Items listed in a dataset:
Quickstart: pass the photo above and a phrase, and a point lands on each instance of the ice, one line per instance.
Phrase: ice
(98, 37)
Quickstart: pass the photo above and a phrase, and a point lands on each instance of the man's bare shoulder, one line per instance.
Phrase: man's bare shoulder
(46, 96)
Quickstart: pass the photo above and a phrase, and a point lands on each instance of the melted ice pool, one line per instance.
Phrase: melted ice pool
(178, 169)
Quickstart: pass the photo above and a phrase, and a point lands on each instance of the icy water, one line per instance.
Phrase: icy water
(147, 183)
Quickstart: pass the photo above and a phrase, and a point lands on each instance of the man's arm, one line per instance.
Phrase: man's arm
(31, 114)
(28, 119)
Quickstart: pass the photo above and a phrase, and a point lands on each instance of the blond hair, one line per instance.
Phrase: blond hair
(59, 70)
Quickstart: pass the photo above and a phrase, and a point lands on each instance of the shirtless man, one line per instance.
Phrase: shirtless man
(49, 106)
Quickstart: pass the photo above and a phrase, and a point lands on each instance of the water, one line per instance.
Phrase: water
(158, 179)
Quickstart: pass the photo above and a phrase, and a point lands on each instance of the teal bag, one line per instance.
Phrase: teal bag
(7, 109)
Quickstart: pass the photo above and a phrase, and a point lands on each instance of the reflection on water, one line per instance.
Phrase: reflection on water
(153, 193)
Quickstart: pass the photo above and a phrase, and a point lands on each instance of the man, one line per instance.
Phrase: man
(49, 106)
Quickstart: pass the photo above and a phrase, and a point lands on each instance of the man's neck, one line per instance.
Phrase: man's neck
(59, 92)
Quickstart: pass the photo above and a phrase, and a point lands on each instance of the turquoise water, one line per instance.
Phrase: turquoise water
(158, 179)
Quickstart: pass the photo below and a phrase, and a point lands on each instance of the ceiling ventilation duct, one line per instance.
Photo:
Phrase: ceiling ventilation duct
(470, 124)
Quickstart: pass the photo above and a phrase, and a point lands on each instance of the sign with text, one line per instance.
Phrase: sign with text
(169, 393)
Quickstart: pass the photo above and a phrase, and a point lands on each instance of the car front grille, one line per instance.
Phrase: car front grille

Exercise brief >>
Please reproduce all of the records above, line for line and without any changes.

Written response >>
Quickstart: pass the photo above and a phrase, and a point lands on each instance of the ice, one line per instance.
Phrase: ice
(98, 37)
Quickstart: pass the photo above and a phrase, and a point lands on each instance of the man's bare shoulder, one line per instance.
Phrase: man's bare shoulder
(46, 96)
Quickstart: pass the photo above and a phrase, and a point lands on each instance of the melted ice pool, one line per instance.
Phrase: melted ice pool
(178, 169)
Quickstart: pass the photo above and a phrase, and a point lands on each instance of the icy water, one line per instance.
Phrase: icy water
(147, 183)
Quickstart: pass the photo above and a phrase, and a point lands on each instance of the man's arm, one line per instance.
Phrase: man's arm
(31, 114)
(28, 119)
Quickstart: pass the photo above and a phrase, and a point lands on each instance of the blond hair, one line per instance.
Phrase: blond hair
(59, 70)
Quickstart: pass the photo above and a phrase, and a point lands on each instance of the shirtless man, one line per instance.
Phrase: shirtless man
(49, 106)
Quickstart: pass the photo above and a phrase, and a point lands on each instance of the water, one line per instance.
Phrase: water
(158, 179)
Quickstart: pass the photo above and a phrase, and a point lands on each instance of the teal bag, one line per instance.
Phrase: teal bag
(7, 109)
Quickstart: pass the photo above and a phrase, and a point lands on each instance of the reflection on water, one line per instance.
Phrase: reflection on water
(153, 193)
Quickstart: pass the photo above and a phrase, and a point lands on each instance of the man, one line per instance.
Phrase: man
(49, 106)
Quickstart: pass the photo above and a phrase, and a point lands on each instance of the man's neck, one line per instance.
Phrase: man's neck
(59, 92)
Quickstart: pass the photo above and a phrase, and a point lands on each instance of the turquoise water, one line per instance.
Phrase: turquoise water
(158, 179)
Quickstart: pass the photo below and a phrase, and a point lands on each instance of the ceiling ventilation duct, one line per instance.
Photo:
Phrase: ceiling ventilation duct
(470, 124)
Quickstart: pass the photo above and a phrase, and a point lands on each instance of the sign with text, one line per instance.
Phrase: sign with text
(169, 393)
Quickstart: pass the photo above and a phrase, and a point lands on each instance of the car front grille, one line per instance.
Phrase: car front grille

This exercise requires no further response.